*TASK TO COMPLETE*: Give all of the data again exactly as written, omitting every image.
----------------------------------------
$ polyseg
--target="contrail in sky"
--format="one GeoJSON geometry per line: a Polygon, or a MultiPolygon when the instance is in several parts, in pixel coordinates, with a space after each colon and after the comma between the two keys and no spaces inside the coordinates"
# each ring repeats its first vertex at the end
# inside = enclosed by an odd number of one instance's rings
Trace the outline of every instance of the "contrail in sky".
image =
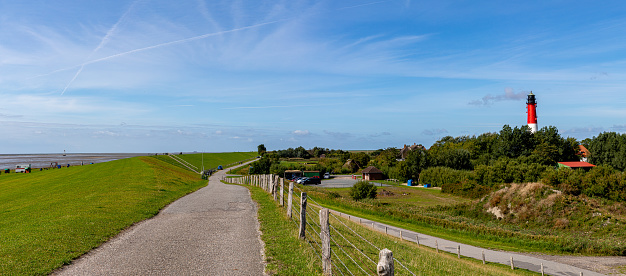
{"type": "MultiPolygon", "coordinates": [[[[115,25],[113,25],[113,27],[111,27],[111,29],[107,32],[107,34],[102,38],[102,41],[100,41],[100,44],[98,45],[98,47],[96,47],[94,49],[94,51],[89,55],[89,57],[87,59],[91,58],[93,56],[93,54],[95,54],[100,48],[102,48],[102,46],[109,40],[110,36],[117,30],[117,27],[120,24],[120,22],[122,22],[127,17],[127,15],[132,10],[132,8],[140,1],[141,0],[137,0],[137,1],[133,2],[133,4],[122,15],[122,17],[115,23],[115,25]]],[[[358,8],[358,7],[362,7],[362,6],[380,4],[380,3],[390,2],[390,1],[391,0],[369,2],[369,3],[359,4],[359,5],[355,5],[355,6],[348,6],[348,7],[338,8],[336,10],[353,9],[353,8],[358,8]]],[[[74,82],[74,80],[78,77],[78,75],[83,71],[83,68],[86,65],[97,63],[97,62],[100,62],[100,61],[109,60],[109,59],[116,58],[116,57],[125,56],[125,55],[128,55],[128,54],[133,54],[133,53],[143,52],[143,51],[147,51],[147,50],[151,50],[151,49],[155,49],[155,48],[160,48],[160,47],[164,47],[164,46],[180,44],[180,43],[185,43],[185,42],[189,42],[189,41],[203,39],[203,38],[207,38],[207,37],[211,37],[211,36],[217,36],[217,35],[222,35],[222,34],[227,34],[227,33],[233,33],[233,32],[253,29],[253,28],[257,28],[257,27],[261,27],[261,26],[265,26],[265,25],[276,24],[278,22],[289,21],[289,20],[292,20],[294,18],[296,18],[296,17],[279,19],[279,20],[274,20],[274,21],[269,21],[269,22],[249,25],[249,26],[245,26],[245,27],[235,28],[235,29],[231,29],[231,30],[219,31],[219,32],[214,32],[214,33],[198,35],[198,36],[194,36],[194,37],[190,37],[190,38],[179,39],[179,40],[174,40],[174,41],[170,41],[170,42],[164,42],[164,43],[160,43],[160,44],[156,44],[156,45],[152,45],[152,46],[148,46],[148,47],[143,47],[143,48],[138,48],[138,49],[135,49],[135,50],[130,50],[130,51],[119,53],[119,54],[115,54],[115,55],[110,55],[110,56],[99,58],[99,59],[86,61],[86,62],[84,62],[82,64],[78,64],[78,65],[75,65],[75,66],[72,66],[72,67],[68,67],[68,68],[54,70],[54,71],[52,71],[50,73],[34,76],[32,78],[47,76],[47,75],[54,74],[54,73],[57,73],[57,72],[71,70],[73,68],[79,67],[78,71],[76,72],[76,74],[74,75],[72,80],[65,86],[65,89],[63,89],[63,92],[61,92],[61,95],[63,95],[65,93],[65,91],[67,90],[67,88],[74,82]]]]}
{"type": "MultiPolygon", "coordinates": [[[[137,3],[139,1],[140,0],[137,0],[137,1],[133,2],[130,5],[130,7],[128,7],[126,12],[122,15],[122,17],[120,17],[119,20],[117,20],[117,22],[115,22],[113,27],[111,27],[111,29],[109,29],[109,31],[104,35],[104,37],[100,41],[100,44],[98,44],[98,46],[91,52],[91,54],[89,54],[89,56],[86,58],[86,60],[89,60],[96,52],[98,52],[98,50],[100,50],[102,48],[102,46],[104,46],[104,44],[106,44],[109,41],[111,35],[113,35],[117,31],[117,26],[120,25],[120,22],[122,22],[122,21],[124,21],[124,19],[126,19],[128,14],[130,13],[130,11],[133,9],[133,7],[135,7],[137,5],[137,3]]],[[[76,80],[78,75],[80,75],[80,73],[83,71],[83,68],[85,68],[85,65],[86,65],[86,63],[83,63],[83,64],[80,65],[80,68],[78,68],[78,71],[76,71],[76,74],[74,75],[74,77],[70,80],[70,82],[67,83],[65,88],[63,88],[63,91],[61,92],[61,95],[65,94],[65,91],[67,91],[67,88],[69,88],[70,85],[72,85],[72,83],[74,82],[74,80],[76,80]]]]}

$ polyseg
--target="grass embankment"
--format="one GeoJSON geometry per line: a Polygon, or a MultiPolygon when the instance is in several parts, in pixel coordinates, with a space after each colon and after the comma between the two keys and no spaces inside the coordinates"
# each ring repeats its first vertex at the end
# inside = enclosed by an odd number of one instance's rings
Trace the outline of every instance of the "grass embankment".
{"type": "MultiPolygon", "coordinates": [[[[574,235],[555,232],[555,229],[525,229],[526,223],[498,221],[484,210],[472,209],[476,203],[435,189],[385,187],[379,188],[378,199],[356,202],[350,199],[348,189],[303,188],[326,207],[474,246],[548,254],[609,252],[619,255],[619,252],[602,249],[605,247],[589,246],[587,240],[576,241],[574,235]],[[391,195],[384,195],[382,190],[391,192],[391,195]]],[[[603,243],[600,239],[596,241],[603,243]]]]}
{"type": "MultiPolygon", "coordinates": [[[[286,216],[285,209],[274,202],[271,195],[260,188],[247,187],[251,191],[252,199],[259,204],[258,215],[261,223],[261,238],[265,242],[266,271],[271,275],[321,275],[321,261],[318,253],[313,252],[307,241],[297,238],[298,226],[294,223],[295,220],[292,221],[286,216]]],[[[317,219],[315,214],[312,216],[317,219]]],[[[453,254],[436,253],[434,249],[419,247],[415,243],[401,241],[340,219],[356,233],[376,244],[379,248],[392,250],[395,258],[401,260],[407,268],[418,275],[536,275],[526,270],[512,271],[507,266],[498,264],[483,265],[481,262],[469,258],[457,259],[453,254]]],[[[345,228],[333,216],[331,216],[331,225],[337,231],[341,231],[342,235],[350,240],[354,246],[360,248],[373,260],[378,261],[378,250],[345,228]]],[[[339,235],[332,233],[331,235],[342,245],[343,250],[352,250],[356,261],[362,264],[368,273],[376,275],[375,265],[356,252],[350,244],[342,242],[339,235]]],[[[313,247],[317,247],[317,245],[313,244],[313,247]]],[[[335,245],[332,246],[331,250],[339,256],[342,254],[341,249],[335,245]]],[[[335,259],[336,256],[333,254],[332,258],[335,259]]],[[[351,264],[348,258],[344,258],[344,262],[351,271],[357,274],[362,272],[358,267],[351,264]]],[[[342,267],[336,259],[333,262],[342,267]]],[[[395,275],[410,275],[399,264],[395,265],[395,272],[395,275]]],[[[335,274],[339,273],[335,272],[335,274]]]]}
{"type": "Polygon", "coordinates": [[[206,180],[151,157],[0,176],[0,275],[44,275],[206,180]]]}
{"type": "MultiPolygon", "coordinates": [[[[183,160],[189,162],[190,164],[196,166],[198,170],[202,170],[203,158],[204,158],[204,168],[205,169],[215,169],[217,166],[222,165],[224,168],[236,165],[239,161],[255,158],[257,156],[256,152],[219,152],[219,153],[194,153],[194,154],[183,154],[176,155],[177,157],[182,158],[183,160]]],[[[184,168],[180,163],[174,161],[169,156],[166,155],[157,155],[155,156],[157,159],[170,163],[172,165],[184,168]]]]}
----------------------------------------
*EXERCISE OUTPUT*:
$ polyseg
--target="contrail in sky"
--format="one GeoJSON geometry per line: a Polygon, or a MultiPolygon when the instance is in several parts, in pixel coordinates, with a space after each colon and after the comma between the two keys and no spaces inside the coordinates"
# each ring repeats its first vertex at the end
# inside = enclosed by an odd number of one instance's rings
Trace the outline of every instance of the "contrail in sky".
image =
{"type": "MultiPolygon", "coordinates": [[[[115,25],[113,25],[113,27],[111,27],[111,29],[107,32],[107,34],[102,38],[102,41],[100,41],[100,44],[98,45],[98,47],[96,47],[94,49],[94,51],[89,55],[89,57],[87,59],[91,58],[93,56],[93,54],[95,54],[100,48],[102,48],[102,46],[109,40],[110,36],[117,30],[117,27],[120,24],[120,22],[122,22],[127,17],[127,15],[132,10],[132,8],[140,1],[141,0],[137,0],[137,1],[133,2],[133,4],[122,15],[122,17],[115,23],[115,25]]],[[[358,8],[358,7],[362,7],[362,6],[380,4],[380,3],[390,2],[390,1],[391,0],[369,2],[369,3],[359,4],[359,5],[355,5],[355,6],[348,6],[348,7],[338,8],[336,10],[353,9],[353,8],[358,8]]],[[[74,82],[74,80],[78,77],[78,75],[83,71],[83,68],[86,65],[97,63],[97,62],[100,62],[100,61],[109,60],[109,59],[116,58],[116,57],[125,56],[125,55],[128,55],[128,54],[133,54],[133,53],[143,52],[143,51],[147,51],[147,50],[151,50],[151,49],[155,49],[155,48],[160,48],[160,47],[164,47],[164,46],[180,44],[180,43],[185,43],[185,42],[189,42],[189,41],[203,39],[203,38],[207,38],[207,37],[211,37],[211,36],[217,36],[217,35],[222,35],[222,34],[227,34],[227,33],[233,33],[233,32],[253,29],[253,28],[257,28],[257,27],[261,27],[261,26],[265,26],[265,25],[276,24],[278,22],[289,21],[289,20],[292,20],[294,18],[296,18],[296,17],[279,19],[279,20],[274,20],[274,21],[269,21],[269,22],[249,25],[249,26],[245,26],[245,27],[235,28],[235,29],[231,29],[231,30],[219,31],[219,32],[214,32],[214,33],[198,35],[198,36],[194,36],[194,37],[190,37],[190,38],[179,39],[179,40],[174,40],[174,41],[170,41],[170,42],[164,42],[164,43],[160,43],[160,44],[156,44],[156,45],[152,45],[152,46],[148,46],[148,47],[143,47],[143,48],[138,48],[138,49],[135,49],[135,50],[130,50],[130,51],[119,53],[119,54],[115,54],[115,55],[110,55],[110,56],[99,58],[99,59],[86,61],[86,62],[84,62],[82,64],[78,64],[78,65],[75,65],[75,66],[72,66],[72,67],[68,67],[68,68],[54,70],[54,71],[52,71],[50,73],[34,76],[32,78],[47,76],[47,75],[54,74],[54,73],[57,73],[57,72],[71,70],[73,68],[79,67],[78,71],[76,72],[76,74],[74,75],[72,80],[65,86],[65,89],[63,89],[63,92],[61,92],[61,95],[63,95],[65,93],[65,91],[67,90],[67,88],[74,82]]]]}
{"type": "MultiPolygon", "coordinates": [[[[137,3],[139,1],[140,0],[137,0],[137,1],[133,2],[130,5],[130,7],[128,7],[126,12],[122,15],[122,17],[120,17],[119,20],[117,20],[117,22],[115,22],[113,27],[111,27],[111,29],[109,29],[109,31],[104,35],[104,37],[100,41],[100,44],[98,44],[98,46],[91,52],[91,54],[89,54],[89,56],[86,58],[86,60],[89,60],[96,52],[98,52],[98,50],[100,50],[102,48],[102,46],[104,46],[104,44],[106,44],[109,41],[111,35],[113,35],[117,31],[117,26],[120,25],[120,22],[122,22],[122,21],[124,21],[124,19],[126,19],[128,14],[130,13],[130,11],[133,9],[133,7],[135,7],[137,5],[137,3]]],[[[76,80],[78,75],[80,75],[80,73],[83,71],[83,68],[85,68],[85,65],[86,65],[86,63],[83,63],[83,64],[80,65],[80,68],[78,68],[78,71],[76,71],[76,74],[74,75],[74,77],[70,80],[70,82],[67,83],[65,88],[63,88],[63,91],[61,92],[61,95],[65,94],[65,91],[67,91],[67,88],[69,88],[70,85],[72,85],[72,83],[74,82],[74,80],[76,80]]]]}

$ polyseg
--target="grass embankment"
--format="one GeoJSON geometry per line: a Polygon, or a MultiPolygon when the instance is in several parts, in pixel coordinates, with a space after each colon and after the comma between the two keys and no spaces inside the coordinates"
# each ring repeats its first vertex at the end
# inside = enclosed by an odd number of one instance's rings
Trace the outline of every instance of the "grass embankment".
{"type": "MultiPolygon", "coordinates": [[[[574,235],[555,232],[555,229],[525,229],[526,223],[498,221],[484,210],[472,209],[476,203],[435,189],[385,187],[379,188],[378,199],[356,202],[350,199],[348,189],[303,188],[326,207],[474,246],[548,254],[609,252],[619,255],[619,252],[602,249],[605,247],[589,246],[587,240],[576,241],[574,235]],[[391,195],[384,195],[382,190],[391,192],[391,195]]],[[[603,243],[600,239],[596,241],[603,243]]]]}
{"type": "MultiPolygon", "coordinates": [[[[286,216],[285,209],[274,202],[271,195],[260,188],[247,187],[251,191],[252,199],[259,204],[258,215],[261,223],[261,238],[265,242],[266,271],[271,275],[321,275],[321,261],[318,253],[313,252],[307,241],[297,238],[298,226],[294,223],[295,220],[292,221],[286,216]]],[[[317,219],[315,214],[312,216],[317,219]]],[[[453,254],[436,253],[434,249],[419,247],[415,243],[401,241],[340,219],[356,233],[376,244],[379,248],[392,250],[395,258],[401,260],[407,268],[418,275],[536,275],[526,270],[512,271],[507,266],[498,264],[483,265],[481,262],[469,258],[457,259],[453,254]]],[[[345,228],[333,216],[331,216],[331,225],[337,231],[341,231],[342,235],[350,240],[354,246],[360,248],[373,260],[378,261],[378,250],[345,228]]],[[[339,235],[332,233],[331,235],[342,245],[343,250],[352,250],[356,261],[362,264],[368,273],[376,275],[375,265],[356,252],[350,244],[342,242],[339,235]]],[[[313,247],[317,247],[317,245],[313,244],[313,247]]],[[[335,245],[332,246],[331,250],[339,256],[342,254],[341,249],[335,245]]],[[[335,259],[336,256],[333,254],[332,258],[335,259]]],[[[351,264],[348,258],[344,258],[344,262],[351,271],[357,274],[362,272],[358,267],[351,264]]],[[[342,267],[336,259],[333,262],[342,267]]],[[[395,275],[410,275],[399,264],[395,265],[395,272],[395,275]]],[[[335,274],[339,273],[335,272],[335,274]]]]}
{"type": "Polygon", "coordinates": [[[206,180],[151,157],[0,176],[0,275],[44,275],[206,180]]]}
{"type": "MultiPolygon", "coordinates": [[[[183,160],[189,162],[190,164],[196,166],[198,170],[202,170],[203,158],[204,158],[204,168],[205,169],[215,169],[217,166],[222,165],[224,168],[236,165],[239,161],[255,158],[257,156],[256,152],[219,152],[219,153],[194,153],[194,154],[183,154],[176,155],[177,157],[182,158],[183,160]]],[[[184,168],[180,163],[174,161],[169,156],[166,155],[157,155],[155,156],[157,159],[170,163],[172,165],[184,168]]]]}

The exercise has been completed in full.